Stored dataset items
★ ★ ★

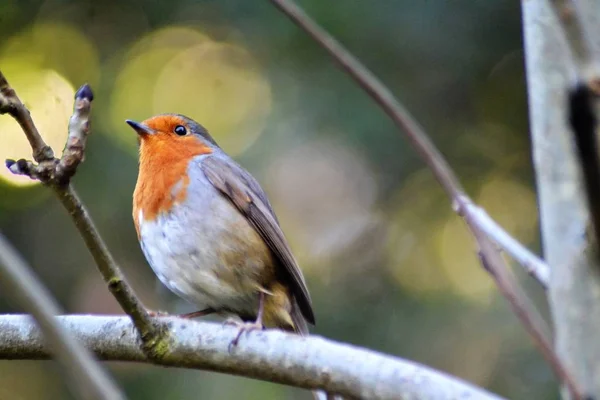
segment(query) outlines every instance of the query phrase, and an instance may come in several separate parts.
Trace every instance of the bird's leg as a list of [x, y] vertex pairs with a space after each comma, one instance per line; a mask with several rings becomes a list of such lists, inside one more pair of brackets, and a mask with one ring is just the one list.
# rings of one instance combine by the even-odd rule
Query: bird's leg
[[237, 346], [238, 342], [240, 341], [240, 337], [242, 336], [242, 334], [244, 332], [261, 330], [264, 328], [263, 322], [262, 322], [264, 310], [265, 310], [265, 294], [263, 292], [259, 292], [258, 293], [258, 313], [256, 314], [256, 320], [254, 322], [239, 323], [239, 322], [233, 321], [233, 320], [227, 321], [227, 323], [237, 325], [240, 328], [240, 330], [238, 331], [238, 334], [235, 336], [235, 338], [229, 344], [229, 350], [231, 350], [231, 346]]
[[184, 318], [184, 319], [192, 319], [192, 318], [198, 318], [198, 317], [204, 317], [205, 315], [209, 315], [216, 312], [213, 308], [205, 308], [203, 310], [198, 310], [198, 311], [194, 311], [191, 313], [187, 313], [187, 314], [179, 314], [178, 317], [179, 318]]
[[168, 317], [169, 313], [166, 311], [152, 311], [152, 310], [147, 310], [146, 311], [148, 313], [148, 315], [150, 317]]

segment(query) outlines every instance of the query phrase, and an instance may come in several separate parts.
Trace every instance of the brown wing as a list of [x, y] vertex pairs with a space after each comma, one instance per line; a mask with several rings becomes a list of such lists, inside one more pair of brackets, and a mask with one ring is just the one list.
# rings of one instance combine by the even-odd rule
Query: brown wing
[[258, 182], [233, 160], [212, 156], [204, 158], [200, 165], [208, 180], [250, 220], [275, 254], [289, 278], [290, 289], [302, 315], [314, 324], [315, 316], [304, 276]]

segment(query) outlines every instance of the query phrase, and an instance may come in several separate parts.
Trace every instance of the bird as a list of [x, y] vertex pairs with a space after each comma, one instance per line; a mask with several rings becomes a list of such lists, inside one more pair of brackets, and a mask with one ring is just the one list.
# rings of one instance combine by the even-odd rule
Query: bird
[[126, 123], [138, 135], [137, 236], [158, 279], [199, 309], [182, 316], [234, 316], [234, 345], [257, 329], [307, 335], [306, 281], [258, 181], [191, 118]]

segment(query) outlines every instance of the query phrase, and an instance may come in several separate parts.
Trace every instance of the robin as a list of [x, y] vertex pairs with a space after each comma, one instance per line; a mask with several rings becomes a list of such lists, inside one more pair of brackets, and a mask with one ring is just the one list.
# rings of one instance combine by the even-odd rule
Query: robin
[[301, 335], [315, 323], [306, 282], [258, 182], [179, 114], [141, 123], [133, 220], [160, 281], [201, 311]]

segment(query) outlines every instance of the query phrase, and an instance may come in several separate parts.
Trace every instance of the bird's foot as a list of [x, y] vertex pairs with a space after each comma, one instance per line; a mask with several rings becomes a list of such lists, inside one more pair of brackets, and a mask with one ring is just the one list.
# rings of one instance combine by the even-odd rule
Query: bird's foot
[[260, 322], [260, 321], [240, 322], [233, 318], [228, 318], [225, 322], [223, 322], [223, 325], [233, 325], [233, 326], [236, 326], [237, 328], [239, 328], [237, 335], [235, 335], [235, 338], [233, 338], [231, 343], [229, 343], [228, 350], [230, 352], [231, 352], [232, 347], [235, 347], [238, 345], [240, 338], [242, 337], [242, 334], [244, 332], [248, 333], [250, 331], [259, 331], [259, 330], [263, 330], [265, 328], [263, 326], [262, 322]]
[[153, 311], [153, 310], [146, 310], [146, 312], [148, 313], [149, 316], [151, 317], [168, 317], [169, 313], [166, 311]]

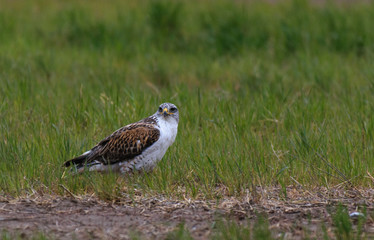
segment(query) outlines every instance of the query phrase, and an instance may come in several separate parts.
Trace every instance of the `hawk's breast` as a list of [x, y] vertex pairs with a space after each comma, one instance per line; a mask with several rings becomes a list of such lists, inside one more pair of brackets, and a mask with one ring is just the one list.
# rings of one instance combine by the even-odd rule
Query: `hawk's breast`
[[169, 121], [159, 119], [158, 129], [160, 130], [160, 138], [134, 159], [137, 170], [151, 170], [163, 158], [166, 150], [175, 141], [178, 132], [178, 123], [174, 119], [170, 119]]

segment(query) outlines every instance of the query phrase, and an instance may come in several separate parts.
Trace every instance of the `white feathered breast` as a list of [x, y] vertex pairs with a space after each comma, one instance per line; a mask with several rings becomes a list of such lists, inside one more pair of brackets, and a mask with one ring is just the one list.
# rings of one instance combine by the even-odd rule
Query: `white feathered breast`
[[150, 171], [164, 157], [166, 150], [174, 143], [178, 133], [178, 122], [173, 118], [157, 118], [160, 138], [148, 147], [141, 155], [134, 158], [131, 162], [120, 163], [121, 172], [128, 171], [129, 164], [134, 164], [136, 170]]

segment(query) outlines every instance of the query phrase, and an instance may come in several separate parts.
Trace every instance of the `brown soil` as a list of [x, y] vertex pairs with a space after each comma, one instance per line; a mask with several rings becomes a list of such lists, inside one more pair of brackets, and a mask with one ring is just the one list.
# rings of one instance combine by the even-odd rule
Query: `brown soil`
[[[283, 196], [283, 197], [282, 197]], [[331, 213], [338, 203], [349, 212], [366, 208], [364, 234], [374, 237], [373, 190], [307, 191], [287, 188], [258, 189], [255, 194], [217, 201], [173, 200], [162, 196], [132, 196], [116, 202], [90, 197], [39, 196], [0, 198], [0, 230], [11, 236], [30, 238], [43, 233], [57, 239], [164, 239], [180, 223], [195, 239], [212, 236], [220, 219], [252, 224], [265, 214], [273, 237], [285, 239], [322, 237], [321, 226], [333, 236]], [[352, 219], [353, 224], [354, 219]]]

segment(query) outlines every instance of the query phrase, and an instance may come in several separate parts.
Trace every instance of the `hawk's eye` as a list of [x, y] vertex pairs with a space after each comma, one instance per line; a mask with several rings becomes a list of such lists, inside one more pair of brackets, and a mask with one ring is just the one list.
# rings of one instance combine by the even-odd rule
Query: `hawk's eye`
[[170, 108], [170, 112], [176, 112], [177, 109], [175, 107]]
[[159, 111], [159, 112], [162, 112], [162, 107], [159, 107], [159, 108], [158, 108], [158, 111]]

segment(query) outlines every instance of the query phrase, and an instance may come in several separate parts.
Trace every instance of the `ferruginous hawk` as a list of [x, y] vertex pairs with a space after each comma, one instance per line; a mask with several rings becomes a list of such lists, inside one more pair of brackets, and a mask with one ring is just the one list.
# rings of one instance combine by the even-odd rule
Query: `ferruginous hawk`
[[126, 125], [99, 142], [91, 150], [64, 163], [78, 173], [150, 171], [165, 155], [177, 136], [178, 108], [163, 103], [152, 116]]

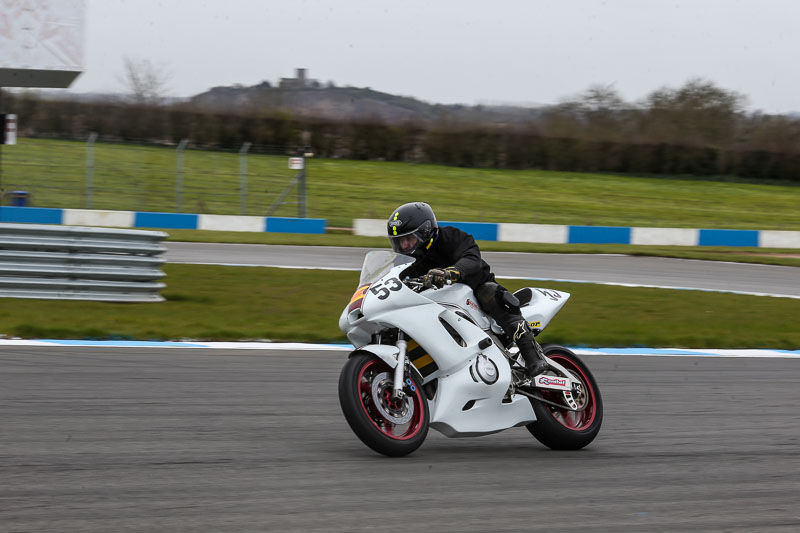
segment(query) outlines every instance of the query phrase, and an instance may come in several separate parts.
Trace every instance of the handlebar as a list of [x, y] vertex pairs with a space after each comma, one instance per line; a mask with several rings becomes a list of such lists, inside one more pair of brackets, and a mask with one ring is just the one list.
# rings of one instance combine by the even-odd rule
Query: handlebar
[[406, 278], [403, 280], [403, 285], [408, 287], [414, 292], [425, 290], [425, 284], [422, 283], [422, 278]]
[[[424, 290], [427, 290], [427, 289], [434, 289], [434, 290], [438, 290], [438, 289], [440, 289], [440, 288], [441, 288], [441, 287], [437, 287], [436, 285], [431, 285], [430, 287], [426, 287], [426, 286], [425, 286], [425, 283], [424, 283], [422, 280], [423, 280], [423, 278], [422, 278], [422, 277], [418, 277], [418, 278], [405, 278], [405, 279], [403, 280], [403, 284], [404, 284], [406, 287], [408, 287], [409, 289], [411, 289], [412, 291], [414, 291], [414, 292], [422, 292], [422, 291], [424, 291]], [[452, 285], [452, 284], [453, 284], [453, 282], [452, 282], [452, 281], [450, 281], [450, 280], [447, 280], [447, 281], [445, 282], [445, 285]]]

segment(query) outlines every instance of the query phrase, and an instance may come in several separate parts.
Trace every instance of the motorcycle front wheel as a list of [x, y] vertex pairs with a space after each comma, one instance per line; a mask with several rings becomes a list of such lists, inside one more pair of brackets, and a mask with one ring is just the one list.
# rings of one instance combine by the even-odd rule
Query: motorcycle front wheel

★ ★ ★

● **Exercise prompt**
Exactly how many lines of the data above hold the word "front"? The number is the whole answer.

● **Exercise response**
2